*** Entries provided

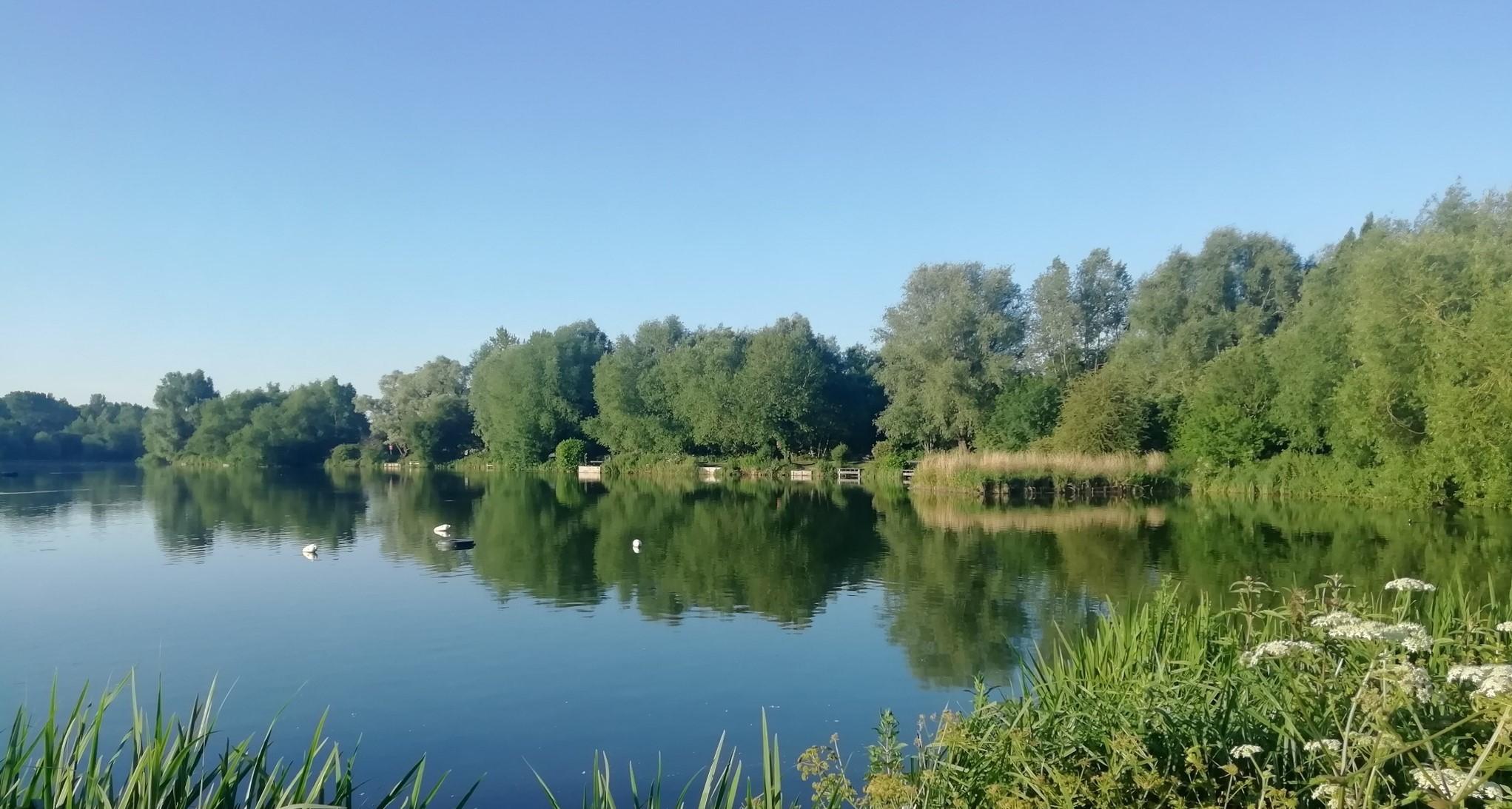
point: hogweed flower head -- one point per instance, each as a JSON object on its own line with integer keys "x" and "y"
{"x": 1451, "y": 782}
{"x": 1337, "y": 617}
{"x": 1243, "y": 751}
{"x": 1411, "y": 679}
{"x": 1325, "y": 746}
{"x": 1411, "y": 585}
{"x": 1410, "y": 636}
{"x": 1490, "y": 681}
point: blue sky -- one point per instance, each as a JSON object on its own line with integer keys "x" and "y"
{"x": 286, "y": 191}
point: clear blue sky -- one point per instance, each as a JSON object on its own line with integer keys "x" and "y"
{"x": 286, "y": 191}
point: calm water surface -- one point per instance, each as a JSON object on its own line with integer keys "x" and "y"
{"x": 551, "y": 639}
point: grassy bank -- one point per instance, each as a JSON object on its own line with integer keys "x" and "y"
{"x": 62, "y": 759}
{"x": 961, "y": 471}
{"x": 1308, "y": 697}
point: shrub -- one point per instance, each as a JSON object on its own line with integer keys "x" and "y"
{"x": 1101, "y": 413}
{"x": 345, "y": 455}
{"x": 572, "y": 452}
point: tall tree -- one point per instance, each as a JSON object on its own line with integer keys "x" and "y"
{"x": 1103, "y": 297}
{"x": 945, "y": 351}
{"x": 171, "y": 420}
{"x": 423, "y": 412}
{"x": 632, "y": 394}
{"x": 1056, "y": 330}
{"x": 528, "y": 397}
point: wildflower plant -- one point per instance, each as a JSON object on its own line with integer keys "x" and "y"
{"x": 1332, "y": 697}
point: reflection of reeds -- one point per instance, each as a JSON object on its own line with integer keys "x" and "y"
{"x": 964, "y": 514}
{"x": 1038, "y": 465}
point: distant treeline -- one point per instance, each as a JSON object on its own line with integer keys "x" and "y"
{"x": 1378, "y": 366}
{"x": 40, "y": 427}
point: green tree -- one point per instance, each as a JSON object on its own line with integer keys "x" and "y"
{"x": 1103, "y": 295}
{"x": 171, "y": 420}
{"x": 528, "y": 397}
{"x": 424, "y": 412}
{"x": 632, "y": 394}
{"x": 1226, "y": 416}
{"x": 781, "y": 389}
{"x": 1056, "y": 329}
{"x": 110, "y": 432}
{"x": 1103, "y": 412}
{"x": 945, "y": 351}
{"x": 1024, "y": 412}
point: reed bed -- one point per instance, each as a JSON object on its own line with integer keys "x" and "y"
{"x": 1303, "y": 697}
{"x": 964, "y": 469}
{"x": 961, "y": 514}
{"x": 164, "y": 762}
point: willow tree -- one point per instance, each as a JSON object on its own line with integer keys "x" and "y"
{"x": 531, "y": 395}
{"x": 945, "y": 351}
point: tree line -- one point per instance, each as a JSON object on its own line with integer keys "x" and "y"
{"x": 41, "y": 427}
{"x": 1375, "y": 366}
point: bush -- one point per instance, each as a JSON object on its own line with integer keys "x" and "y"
{"x": 572, "y": 452}
{"x": 1101, "y": 413}
{"x": 345, "y": 455}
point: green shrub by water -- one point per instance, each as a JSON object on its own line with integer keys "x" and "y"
{"x": 1306, "y": 697}
{"x": 1325, "y": 696}
{"x": 64, "y": 759}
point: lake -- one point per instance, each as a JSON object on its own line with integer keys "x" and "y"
{"x": 552, "y": 637}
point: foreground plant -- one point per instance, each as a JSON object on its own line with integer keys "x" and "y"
{"x": 1306, "y": 697}
{"x": 164, "y": 762}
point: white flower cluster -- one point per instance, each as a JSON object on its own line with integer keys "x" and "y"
{"x": 1325, "y": 746}
{"x": 1410, "y": 636}
{"x": 1337, "y": 617}
{"x": 1449, "y": 784}
{"x": 1275, "y": 649}
{"x": 1490, "y": 681}
{"x": 1410, "y": 678}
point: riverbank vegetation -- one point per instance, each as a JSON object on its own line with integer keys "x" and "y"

******

What is being asked
Transcribe the records above exactly as they appear, leaving out any pictures.

Complete output
point: hogweed flower head -- one point per instance, each as a JSON object on its own line with integer keys "x" and "y"
{"x": 1451, "y": 782}
{"x": 1337, "y": 617}
{"x": 1243, "y": 751}
{"x": 1411, "y": 679}
{"x": 1325, "y": 746}
{"x": 1411, "y": 585}
{"x": 1410, "y": 636}
{"x": 1490, "y": 681}
point: blue sky -- one point per instance, each as a JSON object on its own line with integer keys "x" and "y"
{"x": 286, "y": 191}
point: clear blue sky -- one point per instance, each as a JSON object on its own line with integer keys "x" and "y"
{"x": 286, "y": 191}
point: calm water surface -- one point per instance, each as a JSON object on its own line with integer keys "x" and "y"
{"x": 551, "y": 639}
point: grassy bank -- one point per instance, each as a JSON object on its own line with integer keys "x" and "y"
{"x": 62, "y": 759}
{"x": 961, "y": 471}
{"x": 1308, "y": 697}
point: shrub -- one point per instance, each as a JSON object on its own line with integer keys "x" and "y"
{"x": 1101, "y": 413}
{"x": 345, "y": 455}
{"x": 572, "y": 452}
point: tall tree -- one point per instance, each as a JSON object on its own line with integer keys "x" and "y"
{"x": 1103, "y": 297}
{"x": 945, "y": 351}
{"x": 171, "y": 420}
{"x": 423, "y": 412}
{"x": 632, "y": 394}
{"x": 1056, "y": 330}
{"x": 528, "y": 397}
point: wildflower plant -- one point per instance, each as a JSON object on its own line with integer keys "x" and "y"
{"x": 1332, "y": 697}
point: reflection of reeds -- one point per instance, each as a JSON object on its own line with integer keys "x" and "y"
{"x": 964, "y": 514}
{"x": 1038, "y": 465}
point: distant treeline -- one point per instance, each as a JSON object on its own line with integer keys "x" and "y"
{"x": 1378, "y": 366}
{"x": 40, "y": 427}
point: green tree -- one point per instance, each as a JSON object on its own line with integer keys "x" and "y"
{"x": 1103, "y": 295}
{"x": 171, "y": 420}
{"x": 528, "y": 397}
{"x": 424, "y": 412}
{"x": 632, "y": 394}
{"x": 1226, "y": 416}
{"x": 781, "y": 389}
{"x": 1056, "y": 329}
{"x": 110, "y": 432}
{"x": 1103, "y": 412}
{"x": 945, "y": 351}
{"x": 1024, "y": 412}
point: reed bed -- one point per instance, each as a JSON object on its own line with integer keys "x" and "y"
{"x": 1303, "y": 697}
{"x": 964, "y": 469}
{"x": 961, "y": 514}
{"x": 164, "y": 762}
point: willow tree -- one point per instance, each as a JSON object on its own line with integer keys "x" and "y"
{"x": 531, "y": 395}
{"x": 945, "y": 351}
point: tree line -- one point per instance, each as a JSON object on its own line with integer keys "x" and "y"
{"x": 41, "y": 427}
{"x": 1375, "y": 366}
point: bush -- one point per instance, each as a JSON object on its own line with integer keys "x" and "y"
{"x": 572, "y": 452}
{"x": 1101, "y": 413}
{"x": 345, "y": 455}
point: green shrub by water -- one point per instance, each as a JSON object on its own line with integer keys "x" and "y"
{"x": 1306, "y": 697}
{"x": 1325, "y": 696}
{"x": 64, "y": 759}
point: lake -- one point per instance, each as a JSON object on its own line with integer keys "x" and "y"
{"x": 552, "y": 637}
point: foreground plant -- one point per instance, each as a JSON object on its own line with integer keys "x" and "y"
{"x": 1306, "y": 697}
{"x": 164, "y": 762}
point: white flower cluster -- one point per instance, each as a JSON object on its own line with integer keys "x" and "y"
{"x": 1325, "y": 746}
{"x": 1410, "y": 636}
{"x": 1337, "y": 617}
{"x": 1449, "y": 784}
{"x": 1275, "y": 649}
{"x": 1490, "y": 681}
{"x": 1410, "y": 678}
point: riverbank vegetation -- one point per instance, each as a JSON object on its own line with integer keys "x" and "y"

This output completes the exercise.